● **TEXT**
== Segment start ==

This post is a reflection on being part of making a maturing infrastructure organization for nearly five years.
When I joined Production Engineering at Shopify, it was barely 30 people. We went for a team dinner around that time and I remember how my manager paid for it with his credit card because points. Now we are at >200 people, and at the last pre-pandemic offsite we had a huge ballroom booked for the dinner. Clearly it wasn't billed to an individual's credit card.
Through my there years there, I've seen how we've solved scalability and growth by introducing boundaries and new levels of abstraction.
Now that I'm noticing this pattern at other companies too, I believe that managing layers of abstraction is the key tool to solving scalability problems.
The story of scaling Redis
As the most of other Ruby on Rails shops, we've been running job queues on Redis with the Resque gem (you might have also worked with Sidekiq which is Resque's successor). Both of those libraries are built on top of Redis, a key-value database written in C that also provides primitives like List and Hash. As a database, Redis keeps those lists/queues in memory for you, and dumps them to the disk every once in a while if you have persistence enabled.
The way how Resque (or Sidekiq) API is designed, you can grab Redis client by calling Resque.redis
and query that Redis directly for any other operations. This is convenient, and having hundreds of developers at Shopify at that point, it was easy for everyone to start dumping non-jobs data to Redis, thanks to the ease of access to Resque.redis
in the Rails app.
The side effect of this easy-to-use API was that Redis became overloaded not only by the throughput of background jobs, but also by all arbitrary features where people have plugged Resque.redis
to store ephemeral keys like throttles or inventory data.
Lesson #1: easy to access APIs can get harmful, especially when it's designed for a smaller scale and misused at a larger scale.
We introduced separate Redis instances for all non-jobs features, and for a while Resque.redis
was only used for jobs.
But because Resque.redis
didn't go away as a public API (even though its use was verbally discouraged), a new pile of features have developed that were writing to Resque.redis
, mostly because that was a developer habit.
It took us significant amount of efforts to completely remove Resque.redis
as a public accessor (see shitlist driven development) and move to not exposing Redis clients directly anywhere. Instead of giving Redis access directly, we provide a few Ruby classes that wrap Redis access, like ActiveJob
, Throttle
or DisposableCounter
.
Lesson #2: it's going to be much easier to scale a data store when the subset of operations is limited and its clients are not exposed directly to developers.
Proxies and connection
It's important to say that Redis is single-threaded, which means that it doesn't employ more than a single CPU. Its authors recommend scaling by introducing more Redis instances running on other CPUs and making your app somehow shard the data across multiple Redis instances - or by using Redis Cluster.
Also, the more client connections are open to Redis, the busier will be that single CPU. We started to notice that connection limits and CPU load were coming to be the two biggest bottlenecks in keeping the platform up.
As we did for the rest of stores like MySQL and memcached, we went with introducing a TCP proxy in front of Redis that would multiplex client <-> backend connections and reduce the pressure on Redis' CPU. It's incredible how much room you can buy for scalability by putting a proxy in front of Redis/MySQL/memcached.

== Segment end ==

● **DATASET EXTRACT**

== Segment start ==

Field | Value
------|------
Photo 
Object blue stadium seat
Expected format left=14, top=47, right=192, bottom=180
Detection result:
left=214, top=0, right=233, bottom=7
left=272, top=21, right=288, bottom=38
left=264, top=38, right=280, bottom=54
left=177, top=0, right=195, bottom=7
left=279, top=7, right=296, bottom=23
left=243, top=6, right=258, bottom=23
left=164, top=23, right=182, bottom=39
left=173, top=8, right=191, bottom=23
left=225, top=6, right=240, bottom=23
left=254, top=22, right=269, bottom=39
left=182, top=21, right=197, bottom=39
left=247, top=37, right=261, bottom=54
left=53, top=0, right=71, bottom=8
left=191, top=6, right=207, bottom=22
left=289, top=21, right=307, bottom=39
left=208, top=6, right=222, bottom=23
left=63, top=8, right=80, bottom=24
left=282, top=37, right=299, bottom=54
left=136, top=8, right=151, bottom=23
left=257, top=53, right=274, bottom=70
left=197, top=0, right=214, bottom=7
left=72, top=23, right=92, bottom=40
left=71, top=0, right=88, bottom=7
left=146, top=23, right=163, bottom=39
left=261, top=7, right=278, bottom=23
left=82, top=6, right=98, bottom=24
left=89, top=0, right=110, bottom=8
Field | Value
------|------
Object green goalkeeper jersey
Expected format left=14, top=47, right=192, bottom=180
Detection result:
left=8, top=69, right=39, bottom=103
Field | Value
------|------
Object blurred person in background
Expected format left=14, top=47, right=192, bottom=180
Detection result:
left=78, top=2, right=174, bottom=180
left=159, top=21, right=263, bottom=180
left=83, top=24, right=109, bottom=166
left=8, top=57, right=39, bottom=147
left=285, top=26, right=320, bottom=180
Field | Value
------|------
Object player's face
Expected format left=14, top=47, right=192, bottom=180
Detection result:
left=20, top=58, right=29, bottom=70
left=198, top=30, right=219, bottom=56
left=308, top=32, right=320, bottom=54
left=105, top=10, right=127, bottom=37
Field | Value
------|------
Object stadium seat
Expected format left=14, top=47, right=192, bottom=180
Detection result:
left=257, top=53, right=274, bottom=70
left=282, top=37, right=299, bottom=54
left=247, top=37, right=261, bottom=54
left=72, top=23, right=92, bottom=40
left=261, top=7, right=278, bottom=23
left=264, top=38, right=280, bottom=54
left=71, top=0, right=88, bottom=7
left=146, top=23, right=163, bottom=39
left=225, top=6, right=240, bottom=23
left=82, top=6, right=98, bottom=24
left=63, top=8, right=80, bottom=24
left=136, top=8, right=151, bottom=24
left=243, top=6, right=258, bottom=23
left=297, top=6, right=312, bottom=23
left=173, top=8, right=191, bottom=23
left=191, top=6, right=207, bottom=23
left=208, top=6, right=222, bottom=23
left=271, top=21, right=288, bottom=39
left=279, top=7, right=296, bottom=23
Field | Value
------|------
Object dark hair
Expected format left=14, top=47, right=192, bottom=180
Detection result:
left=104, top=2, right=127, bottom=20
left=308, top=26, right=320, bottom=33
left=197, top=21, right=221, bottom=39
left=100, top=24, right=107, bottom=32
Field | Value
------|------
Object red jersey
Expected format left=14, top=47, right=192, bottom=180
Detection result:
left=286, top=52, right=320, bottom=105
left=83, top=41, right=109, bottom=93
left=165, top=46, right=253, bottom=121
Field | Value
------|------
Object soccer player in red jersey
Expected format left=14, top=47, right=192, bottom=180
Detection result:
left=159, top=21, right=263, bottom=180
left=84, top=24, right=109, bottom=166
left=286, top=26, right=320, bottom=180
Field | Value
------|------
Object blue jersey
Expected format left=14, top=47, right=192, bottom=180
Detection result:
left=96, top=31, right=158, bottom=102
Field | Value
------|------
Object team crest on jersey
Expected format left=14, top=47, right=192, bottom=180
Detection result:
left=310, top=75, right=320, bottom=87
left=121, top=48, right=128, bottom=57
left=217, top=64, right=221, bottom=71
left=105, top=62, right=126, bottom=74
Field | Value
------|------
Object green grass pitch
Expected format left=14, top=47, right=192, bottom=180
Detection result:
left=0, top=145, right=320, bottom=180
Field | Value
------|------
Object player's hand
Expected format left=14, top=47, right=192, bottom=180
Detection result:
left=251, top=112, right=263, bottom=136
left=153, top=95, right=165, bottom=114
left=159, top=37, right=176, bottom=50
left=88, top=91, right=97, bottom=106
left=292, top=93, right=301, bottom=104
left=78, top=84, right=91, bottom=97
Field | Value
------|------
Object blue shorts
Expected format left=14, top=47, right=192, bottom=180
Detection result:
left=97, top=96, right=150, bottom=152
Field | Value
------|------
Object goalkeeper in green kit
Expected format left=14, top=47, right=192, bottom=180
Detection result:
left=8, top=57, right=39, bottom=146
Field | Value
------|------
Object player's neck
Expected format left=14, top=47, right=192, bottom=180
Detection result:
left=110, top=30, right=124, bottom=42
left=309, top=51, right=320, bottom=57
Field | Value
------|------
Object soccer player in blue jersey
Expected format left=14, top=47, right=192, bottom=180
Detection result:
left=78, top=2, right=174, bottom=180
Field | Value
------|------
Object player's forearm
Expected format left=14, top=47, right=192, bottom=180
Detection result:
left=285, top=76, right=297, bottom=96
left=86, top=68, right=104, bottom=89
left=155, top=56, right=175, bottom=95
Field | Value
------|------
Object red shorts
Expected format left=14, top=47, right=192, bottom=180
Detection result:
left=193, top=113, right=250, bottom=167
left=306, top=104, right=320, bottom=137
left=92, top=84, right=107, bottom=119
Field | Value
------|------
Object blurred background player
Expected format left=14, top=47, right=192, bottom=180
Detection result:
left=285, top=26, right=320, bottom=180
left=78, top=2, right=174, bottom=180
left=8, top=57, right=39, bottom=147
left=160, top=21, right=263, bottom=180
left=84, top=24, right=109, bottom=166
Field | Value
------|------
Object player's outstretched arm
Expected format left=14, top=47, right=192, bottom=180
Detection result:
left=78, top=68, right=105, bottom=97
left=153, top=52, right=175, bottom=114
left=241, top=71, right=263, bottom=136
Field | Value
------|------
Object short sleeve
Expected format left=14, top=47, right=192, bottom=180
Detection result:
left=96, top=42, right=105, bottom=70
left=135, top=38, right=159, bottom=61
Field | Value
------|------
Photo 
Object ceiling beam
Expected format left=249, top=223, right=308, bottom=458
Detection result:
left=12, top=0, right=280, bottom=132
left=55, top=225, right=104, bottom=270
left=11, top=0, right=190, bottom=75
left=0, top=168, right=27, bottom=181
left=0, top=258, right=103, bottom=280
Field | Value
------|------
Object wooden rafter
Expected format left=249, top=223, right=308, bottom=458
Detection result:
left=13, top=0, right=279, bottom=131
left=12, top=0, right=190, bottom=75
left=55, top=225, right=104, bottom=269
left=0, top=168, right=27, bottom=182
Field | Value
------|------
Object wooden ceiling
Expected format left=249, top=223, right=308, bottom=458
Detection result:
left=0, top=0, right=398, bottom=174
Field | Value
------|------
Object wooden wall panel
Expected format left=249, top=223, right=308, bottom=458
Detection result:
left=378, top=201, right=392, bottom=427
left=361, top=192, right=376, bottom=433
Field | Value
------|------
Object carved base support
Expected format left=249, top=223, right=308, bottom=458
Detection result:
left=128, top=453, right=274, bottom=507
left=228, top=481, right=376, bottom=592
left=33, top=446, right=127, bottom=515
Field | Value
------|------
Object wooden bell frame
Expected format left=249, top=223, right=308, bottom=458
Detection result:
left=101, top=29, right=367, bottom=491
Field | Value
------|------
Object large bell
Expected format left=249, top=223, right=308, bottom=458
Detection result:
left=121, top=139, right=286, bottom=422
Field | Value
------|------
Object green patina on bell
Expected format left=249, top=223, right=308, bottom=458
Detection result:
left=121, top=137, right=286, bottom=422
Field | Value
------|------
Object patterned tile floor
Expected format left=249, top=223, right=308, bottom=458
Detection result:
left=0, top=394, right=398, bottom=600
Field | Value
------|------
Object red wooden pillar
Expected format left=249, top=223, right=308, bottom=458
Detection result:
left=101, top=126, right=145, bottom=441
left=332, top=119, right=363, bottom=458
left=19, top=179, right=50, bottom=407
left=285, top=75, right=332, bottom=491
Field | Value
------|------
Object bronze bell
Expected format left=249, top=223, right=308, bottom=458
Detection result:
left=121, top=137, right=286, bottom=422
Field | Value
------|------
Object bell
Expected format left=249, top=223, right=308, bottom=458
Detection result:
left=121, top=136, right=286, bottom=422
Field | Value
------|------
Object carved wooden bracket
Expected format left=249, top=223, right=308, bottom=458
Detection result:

== Segment end ==

● **COMPLETE THE FOLLOWING**
[a] In the post about scaling Redis, reproduce the passage starting with "As we did for" and going on through "front of Redis/MySQL/memcached.", swapping "multiplex" for "combine".
[b] According to the post about scaling Redis, how many CPUs does Redis employ?
[c] Name every Ruby class that the post about scaling Redis gives as wrapping Redis access.

● **SOLUTION LIST**
[a]
As we did for the rest of stores like MySQL and memcached, we went with introducing a TCP proxy in front of Redis that would combine client <-> backend connections and reduce the pressure on Redis' CPU. It's incredible how much room you can buy for scalability by putting a proxy in front of Redis/MySQL/memcached.

[b] A single CPU, because Redis is single-threaded.

[c] ActiveJob, Throttle, DisposableCounter